[START TASK INPUTS]
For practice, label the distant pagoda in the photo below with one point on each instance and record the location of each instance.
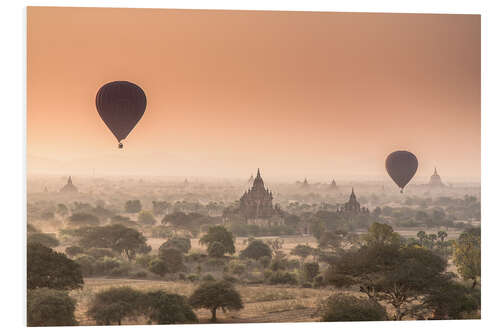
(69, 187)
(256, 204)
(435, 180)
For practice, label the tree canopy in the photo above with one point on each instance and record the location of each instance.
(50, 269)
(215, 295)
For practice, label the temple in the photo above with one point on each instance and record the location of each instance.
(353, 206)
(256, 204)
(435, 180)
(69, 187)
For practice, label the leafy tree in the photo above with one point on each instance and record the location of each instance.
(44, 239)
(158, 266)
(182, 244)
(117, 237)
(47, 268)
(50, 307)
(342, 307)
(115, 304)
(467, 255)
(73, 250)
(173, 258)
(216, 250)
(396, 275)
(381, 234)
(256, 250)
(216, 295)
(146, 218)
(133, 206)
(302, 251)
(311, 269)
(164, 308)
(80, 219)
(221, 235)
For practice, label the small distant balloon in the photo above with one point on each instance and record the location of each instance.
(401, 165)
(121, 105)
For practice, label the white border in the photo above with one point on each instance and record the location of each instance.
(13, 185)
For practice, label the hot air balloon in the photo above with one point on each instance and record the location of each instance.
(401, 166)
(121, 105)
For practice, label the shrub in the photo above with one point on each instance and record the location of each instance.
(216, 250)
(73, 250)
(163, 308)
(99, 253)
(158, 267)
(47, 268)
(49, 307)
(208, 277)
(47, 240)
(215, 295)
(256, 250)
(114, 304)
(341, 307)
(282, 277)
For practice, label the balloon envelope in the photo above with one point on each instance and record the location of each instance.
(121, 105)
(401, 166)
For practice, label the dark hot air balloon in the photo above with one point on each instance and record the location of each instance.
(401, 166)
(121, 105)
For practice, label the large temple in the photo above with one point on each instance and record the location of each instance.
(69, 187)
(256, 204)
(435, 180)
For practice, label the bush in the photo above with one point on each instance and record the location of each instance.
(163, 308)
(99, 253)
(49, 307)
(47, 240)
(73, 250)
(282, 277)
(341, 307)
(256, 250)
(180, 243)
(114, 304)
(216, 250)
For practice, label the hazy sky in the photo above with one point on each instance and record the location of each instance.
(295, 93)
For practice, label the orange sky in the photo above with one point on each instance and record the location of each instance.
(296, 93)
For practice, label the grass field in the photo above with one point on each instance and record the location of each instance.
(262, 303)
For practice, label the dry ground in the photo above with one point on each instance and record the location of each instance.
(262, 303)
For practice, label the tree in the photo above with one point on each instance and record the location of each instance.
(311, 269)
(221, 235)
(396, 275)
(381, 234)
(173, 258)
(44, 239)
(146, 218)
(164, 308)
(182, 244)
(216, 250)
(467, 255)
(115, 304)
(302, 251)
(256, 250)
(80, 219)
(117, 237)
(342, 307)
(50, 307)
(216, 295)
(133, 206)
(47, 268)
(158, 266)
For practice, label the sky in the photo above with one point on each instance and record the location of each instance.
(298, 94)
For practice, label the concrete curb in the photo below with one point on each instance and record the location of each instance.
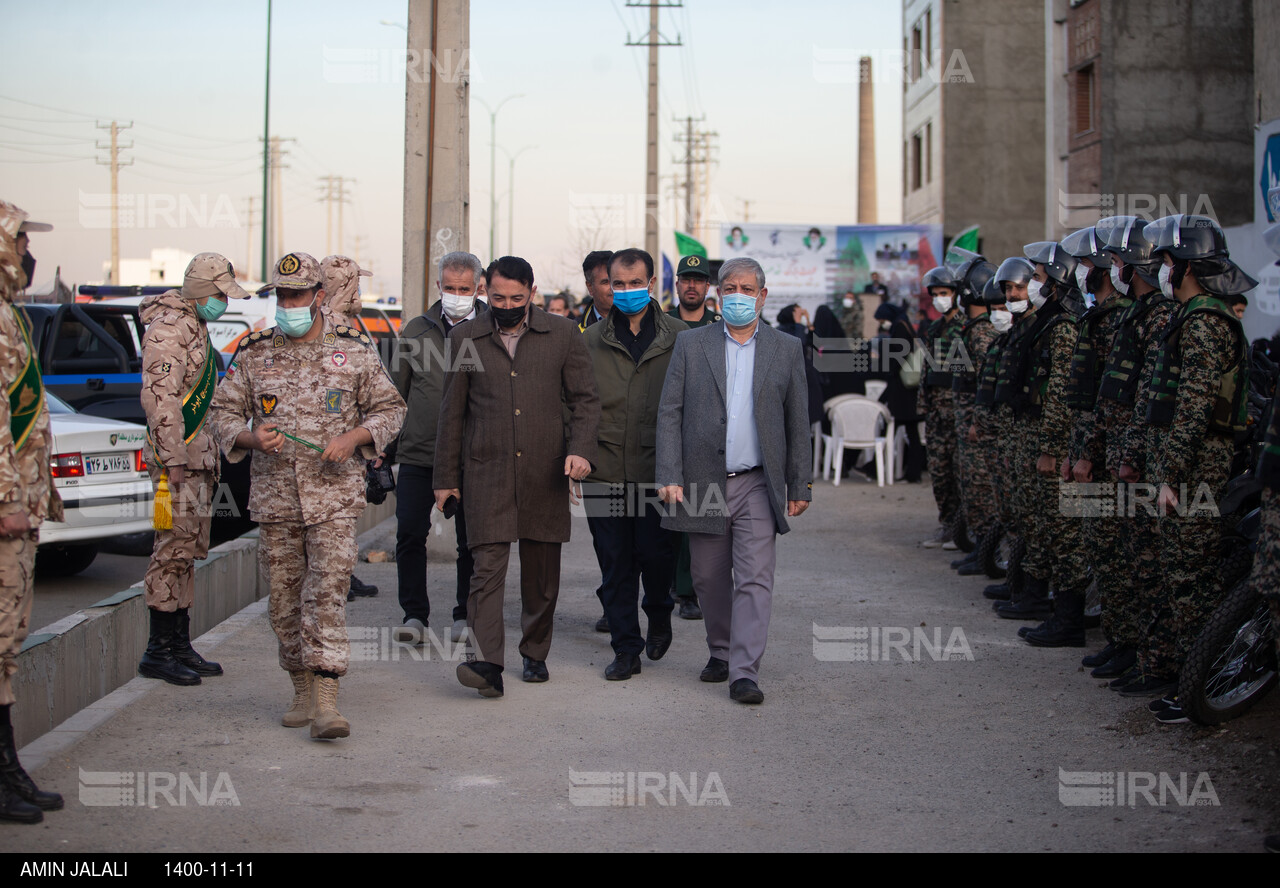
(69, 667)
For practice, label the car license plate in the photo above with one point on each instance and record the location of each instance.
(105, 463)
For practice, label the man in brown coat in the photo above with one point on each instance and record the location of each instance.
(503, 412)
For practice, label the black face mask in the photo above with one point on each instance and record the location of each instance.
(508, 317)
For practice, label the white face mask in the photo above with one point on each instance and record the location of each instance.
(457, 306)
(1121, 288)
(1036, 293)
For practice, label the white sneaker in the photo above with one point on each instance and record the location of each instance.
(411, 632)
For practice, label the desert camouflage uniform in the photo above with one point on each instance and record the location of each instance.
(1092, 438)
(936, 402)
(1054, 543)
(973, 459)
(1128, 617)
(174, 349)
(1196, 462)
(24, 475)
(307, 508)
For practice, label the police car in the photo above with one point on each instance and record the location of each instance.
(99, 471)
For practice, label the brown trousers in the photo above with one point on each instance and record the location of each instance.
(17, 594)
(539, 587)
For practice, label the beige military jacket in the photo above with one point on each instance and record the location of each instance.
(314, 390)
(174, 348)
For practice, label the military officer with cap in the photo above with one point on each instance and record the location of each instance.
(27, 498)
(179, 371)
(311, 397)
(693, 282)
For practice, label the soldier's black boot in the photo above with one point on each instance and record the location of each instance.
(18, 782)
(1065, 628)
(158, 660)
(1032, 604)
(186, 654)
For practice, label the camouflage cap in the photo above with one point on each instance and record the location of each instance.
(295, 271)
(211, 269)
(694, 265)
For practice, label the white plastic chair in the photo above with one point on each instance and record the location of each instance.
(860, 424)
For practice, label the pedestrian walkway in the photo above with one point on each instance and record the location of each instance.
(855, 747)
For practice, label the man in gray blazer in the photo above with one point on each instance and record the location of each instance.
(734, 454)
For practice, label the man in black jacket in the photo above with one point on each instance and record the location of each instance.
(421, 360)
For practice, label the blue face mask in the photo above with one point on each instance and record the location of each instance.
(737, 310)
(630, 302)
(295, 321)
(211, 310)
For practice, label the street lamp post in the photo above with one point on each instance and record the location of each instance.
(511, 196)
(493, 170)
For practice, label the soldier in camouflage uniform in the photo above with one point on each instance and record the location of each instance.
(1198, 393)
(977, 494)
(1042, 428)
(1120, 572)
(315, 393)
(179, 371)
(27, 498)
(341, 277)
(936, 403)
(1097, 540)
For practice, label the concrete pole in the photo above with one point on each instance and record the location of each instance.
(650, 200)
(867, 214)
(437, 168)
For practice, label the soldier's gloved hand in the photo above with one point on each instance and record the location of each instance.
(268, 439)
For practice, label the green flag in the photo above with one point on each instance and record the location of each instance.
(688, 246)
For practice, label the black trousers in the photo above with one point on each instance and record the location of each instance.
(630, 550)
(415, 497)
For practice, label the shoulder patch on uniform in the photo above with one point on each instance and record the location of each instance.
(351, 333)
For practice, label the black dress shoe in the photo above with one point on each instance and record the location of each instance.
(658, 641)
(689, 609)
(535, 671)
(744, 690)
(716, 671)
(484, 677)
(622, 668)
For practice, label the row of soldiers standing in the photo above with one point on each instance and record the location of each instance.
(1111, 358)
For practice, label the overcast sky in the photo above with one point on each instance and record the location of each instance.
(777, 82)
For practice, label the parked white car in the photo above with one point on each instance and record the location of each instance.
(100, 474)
[END TASK INPUTS]
> _PROBLEM DESCRIPTION_: Copy out the data above exactly, except the pictures.

> _WORKED SOLUTION_:
For practice, label the distant pagoda in the photo below with one point on each instance and record the location of each instance.
(69, 187)
(256, 204)
(435, 180)
For practice, label the tree canopy in the photo above with one point on each instance and record the location of each instance.
(50, 269)
(215, 295)
For practice, label the temple in the photo above with one point on each instance and record the location of each instance.
(353, 206)
(256, 204)
(435, 180)
(69, 187)
For practice, label the leafy tree in the photo above with one point on each instance and record the location of each instance.
(44, 239)
(158, 266)
(182, 244)
(117, 237)
(47, 268)
(50, 307)
(342, 307)
(115, 304)
(467, 255)
(73, 250)
(173, 258)
(216, 250)
(396, 275)
(381, 234)
(256, 250)
(216, 295)
(146, 218)
(133, 206)
(302, 251)
(311, 269)
(164, 308)
(80, 219)
(221, 235)
For practice, label the small distant balloon in the photo above with one point on each instance and record the location of each instance.
(401, 165)
(121, 105)
For practice, label the white border in the photo above with one point on each instance and record the location of each instance.
(13, 185)
For practice, label the hot air balloon in the photo above with one point on each instance and record the location of each instance.
(401, 166)
(121, 105)
For practice, label the shrub in the photo above with one point on each instance and record the location of each instance.
(216, 250)
(73, 250)
(163, 308)
(99, 253)
(158, 267)
(47, 268)
(49, 307)
(208, 277)
(47, 240)
(215, 295)
(256, 250)
(114, 304)
(341, 307)
(282, 277)
For practice, label the balloon envelope in the photo above with one point on each instance and record the location of each instance.
(121, 105)
(401, 166)
For practice, label the dark hot air balloon in the photo above with one point on each instance and record the location of each instance.
(401, 166)
(121, 105)
For practice, label the large temple in the photo above with one point on each instance and record the location of each instance.
(69, 187)
(256, 204)
(435, 180)
For practice, label the bush in the photo above with one point on each instance and record the location of each instance.
(163, 308)
(99, 253)
(49, 307)
(47, 240)
(73, 250)
(282, 277)
(341, 307)
(256, 250)
(180, 243)
(114, 304)
(216, 250)
For practice, label the hazy sky in the photo above with one point on each instance and record the location of each instance.
(295, 93)
For practice, label the orange sky in the photo above with one point on each instance and record the location of each instance.
(296, 93)
For practice, label the grass field in the photo above with one point on each instance and record the location of each instance.
(262, 303)
For practice, label the dry ground in the photo above with one point on each instance and record the location of each instance.
(262, 303)
For practice, label the tree in the photo above with one point on each instance and record the location of each instance.
(311, 269)
(221, 235)
(396, 275)
(381, 234)
(173, 258)
(44, 239)
(146, 218)
(164, 308)
(182, 244)
(216, 250)
(467, 255)
(115, 304)
(302, 251)
(256, 250)
(80, 219)
(117, 237)
(342, 307)
(50, 307)
(216, 295)
(133, 206)
(47, 268)
(158, 266)
For practice, label the sky in the photo above with one point on each instance and record the location of each instance.
(298, 94)
For practice, label the concrete curb in the photo below with one point on each instance and record the location of each instance.
(69, 667)
For practice, label the car license plate in the photo above with one point on each instance and record the location of each instance.
(105, 463)
For practice, label the man in brown coat in the photo above with one point on each instance and record the location of each instance.
(503, 412)
For practice, label the black face mask in the photo above with one point on each instance and record the location of each instance.
(508, 317)
For practice, label the white face mask in the photo above with one point on each instance and record the location of each instance.
(457, 306)
(1121, 288)
(1036, 293)
For practice, label the white sneaker in the photo above with one point on each instance and record the location of each instance.
(411, 632)
For practice, label the desert camouflage uniform in the photo above with one point on each instance and record the location of each instance.
(1092, 438)
(936, 402)
(1054, 543)
(973, 459)
(1128, 617)
(174, 349)
(1196, 462)
(24, 475)
(307, 508)
For practice, label the police car in the photo above with one point on each instance and record the location of each instance.
(99, 471)
For practice, label the brown trousers in the photo above with one point on each instance and record the location of each instance.
(17, 594)
(539, 587)
For practice, label the beige military jacket in the photo above with one point on each instance and record the location of each instance.
(314, 390)
(174, 348)
For practice, label the military officer with cap in the photo above with one point on each instance and record the location of each instance.
(27, 498)
(179, 371)
(311, 397)
(693, 282)
For practice, label the soldier's black boot in the photo above with one point on each instance and record the location of each instance.
(18, 782)
(1065, 628)
(158, 660)
(1032, 604)
(186, 654)
For practice, label the camouflage cap in the photo above with one point on each instance and record the location of each instance.
(295, 271)
(211, 269)
(694, 265)
For practice, label the white plastic chair in the photo above with one point on each instance and record the location of each instance.
(860, 424)
For practice, label the pedestrian walkway in the photo above with one point on each instance and record the location of each instance.
(855, 747)
For practice, label the man in gray blazer in the photo above with one point on each instance and record the location of each instance.
(734, 454)
For practice, label the man in black jacket in the photo above with one point on each instance and record the location of each instance.
(421, 360)
For practice, label the blue face mask in the photo above with one point on each instance and record the location of each instance.
(737, 310)
(630, 302)
(295, 321)
(211, 310)
For practice, label the street lamp post in the photo above with one point on each instance and record the location of each instance.
(511, 196)
(493, 170)
For practice, label the soldier in camouflage uniform in the photo above with one point on each instance and record the location of each instance.
(1198, 393)
(977, 494)
(1042, 428)
(1120, 572)
(315, 393)
(179, 371)
(27, 498)
(341, 277)
(936, 403)
(1097, 540)
For practice, label the concrete pole in the photo above with one point on each instance and record the location of each instance.
(650, 200)
(867, 214)
(437, 168)
For practice, label the soldier's gloved hand in the photo above with one point on each instance and record the location of each instance.
(268, 439)
For practice, label the green flag in the photo above with one point on each instance and record the location of each instance.
(688, 246)
For practice, label the black trousers in the photo above with one point on each instance and record the location of each instance.
(630, 550)
(415, 497)
For practice, label the shoulder patch on uniform in the photo above with one point on each instance and record the location of each instance.
(351, 333)
For practice, label the black dress shoe in the photo above with one point on each instance and record the location of each instance.
(658, 641)
(689, 609)
(535, 671)
(744, 690)
(716, 671)
(484, 677)
(622, 668)
For practice, label the row of soldiers standing in the photo above with one point on each instance and record the location of each instance.
(1111, 358)
For practice, label the overcast sky in the photo above with one point on each instance and record the location of each instance.
(777, 82)
For practice, label the parked white car in the photo above with one point on each instance and record the location of each instance.
(100, 474)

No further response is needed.